Between the line containing "Query: orange dirt road" and the line containing "find distant tree" lies a run of lines; give that run again exactly, with both of those lines, and nothing else from the entries below.

• Data:
+ + + + + + +

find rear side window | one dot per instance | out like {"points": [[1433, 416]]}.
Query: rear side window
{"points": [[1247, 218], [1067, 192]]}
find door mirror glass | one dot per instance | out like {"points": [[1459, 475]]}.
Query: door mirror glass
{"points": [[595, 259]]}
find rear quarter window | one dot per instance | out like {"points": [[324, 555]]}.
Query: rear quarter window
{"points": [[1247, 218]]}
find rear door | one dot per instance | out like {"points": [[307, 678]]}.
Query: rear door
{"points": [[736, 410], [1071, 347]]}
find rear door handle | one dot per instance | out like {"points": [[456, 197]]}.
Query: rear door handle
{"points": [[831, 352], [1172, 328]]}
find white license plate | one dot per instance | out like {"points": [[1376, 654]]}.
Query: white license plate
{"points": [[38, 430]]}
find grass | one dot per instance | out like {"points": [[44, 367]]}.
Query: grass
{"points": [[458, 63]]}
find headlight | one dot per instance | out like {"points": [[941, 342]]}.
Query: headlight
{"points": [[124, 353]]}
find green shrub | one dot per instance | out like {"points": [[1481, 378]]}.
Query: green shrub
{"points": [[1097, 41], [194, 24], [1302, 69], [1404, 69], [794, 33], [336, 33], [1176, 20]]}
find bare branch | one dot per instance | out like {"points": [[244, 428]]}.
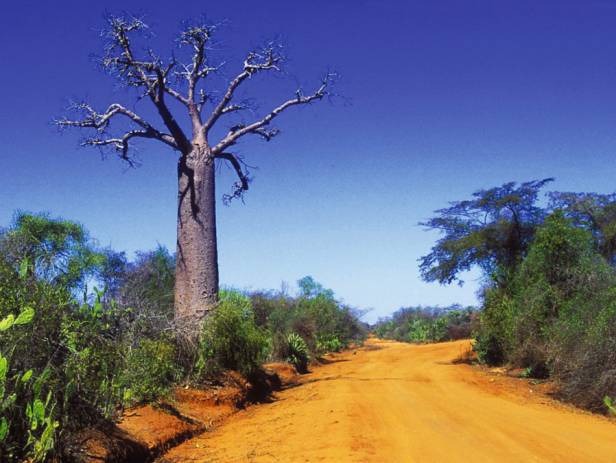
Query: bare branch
{"points": [[120, 144], [241, 186], [259, 127], [100, 122], [267, 59], [150, 75]]}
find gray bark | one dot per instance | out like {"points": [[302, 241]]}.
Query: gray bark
{"points": [[196, 286]]}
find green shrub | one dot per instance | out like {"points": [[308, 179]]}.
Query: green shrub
{"points": [[151, 370], [297, 351], [427, 324], [329, 344], [231, 339]]}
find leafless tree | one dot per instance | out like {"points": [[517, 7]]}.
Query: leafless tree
{"points": [[161, 82]]}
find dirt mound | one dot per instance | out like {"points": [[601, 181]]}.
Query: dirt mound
{"points": [[394, 402], [146, 432]]}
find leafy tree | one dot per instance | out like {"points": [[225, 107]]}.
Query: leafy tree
{"points": [[55, 250], [198, 145], [492, 231], [594, 212], [147, 290]]}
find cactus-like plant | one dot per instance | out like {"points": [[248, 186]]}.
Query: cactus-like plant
{"points": [[297, 352]]}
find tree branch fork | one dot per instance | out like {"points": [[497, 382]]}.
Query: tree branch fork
{"points": [[184, 83]]}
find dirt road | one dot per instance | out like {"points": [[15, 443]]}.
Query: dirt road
{"points": [[393, 402]]}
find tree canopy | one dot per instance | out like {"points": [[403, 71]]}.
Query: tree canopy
{"points": [[492, 230]]}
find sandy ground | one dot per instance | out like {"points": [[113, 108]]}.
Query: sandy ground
{"points": [[394, 402]]}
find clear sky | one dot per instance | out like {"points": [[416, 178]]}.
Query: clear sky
{"points": [[442, 98]]}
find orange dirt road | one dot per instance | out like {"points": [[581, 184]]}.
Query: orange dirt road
{"points": [[394, 402]]}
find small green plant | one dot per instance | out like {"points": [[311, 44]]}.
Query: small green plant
{"points": [[527, 372], [151, 370], [297, 352], [231, 339], [39, 414], [610, 405], [329, 344]]}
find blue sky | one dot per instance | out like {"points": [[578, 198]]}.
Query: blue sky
{"points": [[441, 98]]}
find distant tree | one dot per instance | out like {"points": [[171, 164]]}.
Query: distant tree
{"points": [[309, 287], [158, 81], [112, 273], [594, 212], [55, 250], [492, 231]]}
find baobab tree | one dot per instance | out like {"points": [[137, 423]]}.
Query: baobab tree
{"points": [[174, 80]]}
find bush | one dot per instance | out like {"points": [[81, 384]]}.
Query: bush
{"points": [[231, 339], [427, 324], [297, 352], [150, 372]]}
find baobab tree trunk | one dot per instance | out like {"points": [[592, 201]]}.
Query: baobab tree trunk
{"points": [[196, 278]]}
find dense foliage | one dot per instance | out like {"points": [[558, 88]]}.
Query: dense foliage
{"points": [[428, 324], [72, 355], [552, 310]]}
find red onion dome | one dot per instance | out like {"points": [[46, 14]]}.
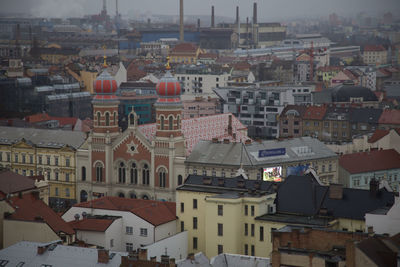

+ + + + + + +

• Task solution:
Query: orange dirt road
{"points": [[394, 402]]}
find small green plant | one dot per instance | out like {"points": [[311, 44]]}.
Query: small green plant
{"points": [[527, 372], [151, 370], [297, 352], [231, 339], [39, 414], [610, 405], [329, 344]]}
find blue sky | one dot per instance | out like {"points": [[578, 198]]}.
Query: blue sky
{"points": [[441, 98]]}
find distant tree | one dot per instance | out like {"points": [[171, 164]]}.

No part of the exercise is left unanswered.